- [SUPPLIED RECORDS]
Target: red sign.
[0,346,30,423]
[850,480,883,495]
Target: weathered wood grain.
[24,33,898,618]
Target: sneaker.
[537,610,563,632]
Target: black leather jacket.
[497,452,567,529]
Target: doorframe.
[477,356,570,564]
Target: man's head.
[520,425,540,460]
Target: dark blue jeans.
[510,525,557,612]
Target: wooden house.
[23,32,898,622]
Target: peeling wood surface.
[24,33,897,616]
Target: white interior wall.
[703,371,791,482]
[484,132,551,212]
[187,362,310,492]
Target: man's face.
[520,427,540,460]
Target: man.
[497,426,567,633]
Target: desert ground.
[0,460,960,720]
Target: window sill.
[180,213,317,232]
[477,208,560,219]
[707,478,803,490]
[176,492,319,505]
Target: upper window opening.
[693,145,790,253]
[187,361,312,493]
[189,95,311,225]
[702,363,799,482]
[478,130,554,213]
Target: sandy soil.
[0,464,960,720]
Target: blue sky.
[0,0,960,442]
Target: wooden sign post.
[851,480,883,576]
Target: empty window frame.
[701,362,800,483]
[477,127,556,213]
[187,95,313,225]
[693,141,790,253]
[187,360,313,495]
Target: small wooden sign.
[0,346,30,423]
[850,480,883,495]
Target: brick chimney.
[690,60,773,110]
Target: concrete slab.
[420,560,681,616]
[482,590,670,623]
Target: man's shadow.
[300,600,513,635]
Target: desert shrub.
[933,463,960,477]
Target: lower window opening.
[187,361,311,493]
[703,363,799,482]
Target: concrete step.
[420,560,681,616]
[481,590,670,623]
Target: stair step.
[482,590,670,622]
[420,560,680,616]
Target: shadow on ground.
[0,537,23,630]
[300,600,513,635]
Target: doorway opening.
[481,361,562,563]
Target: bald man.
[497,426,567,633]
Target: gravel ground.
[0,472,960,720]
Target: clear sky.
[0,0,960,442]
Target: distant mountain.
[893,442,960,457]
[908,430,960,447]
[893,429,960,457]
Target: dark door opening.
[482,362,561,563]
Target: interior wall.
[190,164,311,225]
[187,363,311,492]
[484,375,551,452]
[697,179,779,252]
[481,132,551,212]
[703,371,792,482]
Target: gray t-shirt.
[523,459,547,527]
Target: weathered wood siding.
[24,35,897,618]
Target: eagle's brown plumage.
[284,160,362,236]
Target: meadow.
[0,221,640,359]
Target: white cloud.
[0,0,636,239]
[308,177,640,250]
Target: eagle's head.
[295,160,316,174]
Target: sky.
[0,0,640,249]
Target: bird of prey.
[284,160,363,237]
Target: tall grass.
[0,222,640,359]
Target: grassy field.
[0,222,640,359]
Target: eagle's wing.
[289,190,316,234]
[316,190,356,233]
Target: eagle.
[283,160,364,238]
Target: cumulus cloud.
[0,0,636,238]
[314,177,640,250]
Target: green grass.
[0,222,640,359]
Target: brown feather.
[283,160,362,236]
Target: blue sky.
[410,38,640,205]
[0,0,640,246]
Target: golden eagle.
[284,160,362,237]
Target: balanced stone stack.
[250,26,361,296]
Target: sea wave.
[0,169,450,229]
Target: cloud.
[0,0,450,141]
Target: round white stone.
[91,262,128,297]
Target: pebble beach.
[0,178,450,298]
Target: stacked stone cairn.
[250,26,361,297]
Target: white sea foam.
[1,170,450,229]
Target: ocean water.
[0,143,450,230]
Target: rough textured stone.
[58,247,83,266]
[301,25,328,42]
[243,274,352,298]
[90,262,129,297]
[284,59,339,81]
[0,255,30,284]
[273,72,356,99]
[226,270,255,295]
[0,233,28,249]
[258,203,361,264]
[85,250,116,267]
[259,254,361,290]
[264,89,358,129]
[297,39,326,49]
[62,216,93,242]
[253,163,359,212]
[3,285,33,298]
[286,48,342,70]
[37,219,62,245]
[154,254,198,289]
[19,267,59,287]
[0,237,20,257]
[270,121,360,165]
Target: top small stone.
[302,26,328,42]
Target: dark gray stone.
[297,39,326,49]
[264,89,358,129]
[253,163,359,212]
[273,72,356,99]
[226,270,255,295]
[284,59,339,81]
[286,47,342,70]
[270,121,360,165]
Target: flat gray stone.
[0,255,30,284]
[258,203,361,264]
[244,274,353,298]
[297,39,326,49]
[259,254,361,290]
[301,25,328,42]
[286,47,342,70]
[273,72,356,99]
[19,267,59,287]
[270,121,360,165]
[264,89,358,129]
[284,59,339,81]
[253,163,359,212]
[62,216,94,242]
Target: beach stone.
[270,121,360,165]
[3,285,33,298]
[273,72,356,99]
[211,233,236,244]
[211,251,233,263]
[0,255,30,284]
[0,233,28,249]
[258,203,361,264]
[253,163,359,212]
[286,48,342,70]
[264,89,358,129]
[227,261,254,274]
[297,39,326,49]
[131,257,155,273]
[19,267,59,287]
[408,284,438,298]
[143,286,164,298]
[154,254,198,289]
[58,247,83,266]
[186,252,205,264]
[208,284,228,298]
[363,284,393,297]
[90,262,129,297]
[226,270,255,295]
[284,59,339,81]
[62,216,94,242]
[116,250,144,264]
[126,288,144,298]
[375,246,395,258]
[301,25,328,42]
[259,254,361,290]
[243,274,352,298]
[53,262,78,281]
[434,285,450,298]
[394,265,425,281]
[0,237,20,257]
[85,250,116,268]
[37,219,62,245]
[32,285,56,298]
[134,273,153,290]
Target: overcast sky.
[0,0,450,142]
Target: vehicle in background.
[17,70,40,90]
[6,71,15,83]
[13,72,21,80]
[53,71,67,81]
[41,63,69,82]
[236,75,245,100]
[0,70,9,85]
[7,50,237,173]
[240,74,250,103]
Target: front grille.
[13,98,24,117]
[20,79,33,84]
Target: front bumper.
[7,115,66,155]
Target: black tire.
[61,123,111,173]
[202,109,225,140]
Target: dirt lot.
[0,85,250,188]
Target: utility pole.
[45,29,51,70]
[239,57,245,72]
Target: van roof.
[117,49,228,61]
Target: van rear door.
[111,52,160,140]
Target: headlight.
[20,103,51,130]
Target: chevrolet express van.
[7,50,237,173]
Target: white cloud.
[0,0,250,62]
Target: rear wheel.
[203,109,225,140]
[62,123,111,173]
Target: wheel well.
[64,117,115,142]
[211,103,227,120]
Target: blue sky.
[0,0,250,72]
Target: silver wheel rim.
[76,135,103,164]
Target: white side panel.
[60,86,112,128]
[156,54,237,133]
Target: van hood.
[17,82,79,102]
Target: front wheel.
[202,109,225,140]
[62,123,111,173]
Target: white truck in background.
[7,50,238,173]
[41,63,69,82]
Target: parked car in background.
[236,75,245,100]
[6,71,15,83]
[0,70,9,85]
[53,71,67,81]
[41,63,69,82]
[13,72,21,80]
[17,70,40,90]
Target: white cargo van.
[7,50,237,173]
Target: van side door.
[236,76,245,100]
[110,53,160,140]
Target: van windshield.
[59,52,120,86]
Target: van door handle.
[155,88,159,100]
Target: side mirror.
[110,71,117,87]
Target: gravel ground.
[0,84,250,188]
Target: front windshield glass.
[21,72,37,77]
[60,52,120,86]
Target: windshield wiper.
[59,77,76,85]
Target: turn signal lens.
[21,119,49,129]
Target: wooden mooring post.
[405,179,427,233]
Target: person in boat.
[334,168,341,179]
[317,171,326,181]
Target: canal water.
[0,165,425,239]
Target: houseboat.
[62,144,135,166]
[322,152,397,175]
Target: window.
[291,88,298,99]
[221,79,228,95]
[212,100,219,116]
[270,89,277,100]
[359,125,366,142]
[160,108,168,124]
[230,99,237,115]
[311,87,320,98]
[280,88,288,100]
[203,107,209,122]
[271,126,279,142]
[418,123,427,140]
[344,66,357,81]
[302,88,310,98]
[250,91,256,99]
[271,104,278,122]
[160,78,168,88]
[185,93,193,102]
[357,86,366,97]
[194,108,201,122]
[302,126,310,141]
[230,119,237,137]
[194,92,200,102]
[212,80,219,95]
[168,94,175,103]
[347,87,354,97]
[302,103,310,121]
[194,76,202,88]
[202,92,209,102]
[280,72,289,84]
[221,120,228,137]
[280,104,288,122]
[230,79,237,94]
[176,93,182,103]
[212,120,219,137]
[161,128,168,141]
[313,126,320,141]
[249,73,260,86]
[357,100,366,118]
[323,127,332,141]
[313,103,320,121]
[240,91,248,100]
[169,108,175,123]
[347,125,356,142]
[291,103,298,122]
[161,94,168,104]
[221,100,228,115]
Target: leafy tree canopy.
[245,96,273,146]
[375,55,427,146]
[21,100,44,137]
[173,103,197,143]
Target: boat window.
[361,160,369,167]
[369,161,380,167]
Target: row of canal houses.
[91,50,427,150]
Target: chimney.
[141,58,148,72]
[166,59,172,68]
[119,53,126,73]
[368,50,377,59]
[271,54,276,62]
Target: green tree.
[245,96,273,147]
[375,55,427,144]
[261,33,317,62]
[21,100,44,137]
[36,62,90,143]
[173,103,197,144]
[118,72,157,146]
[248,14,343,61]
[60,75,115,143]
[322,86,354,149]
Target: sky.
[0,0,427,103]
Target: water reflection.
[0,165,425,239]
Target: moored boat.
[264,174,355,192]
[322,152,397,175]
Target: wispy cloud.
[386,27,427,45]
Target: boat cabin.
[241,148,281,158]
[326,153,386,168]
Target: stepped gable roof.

- [GIVEN REQUEST] List every line of the material above that contains the word "beach".

- [FULL OUTPUT]
Target: pebble beach.
Target: beach stone.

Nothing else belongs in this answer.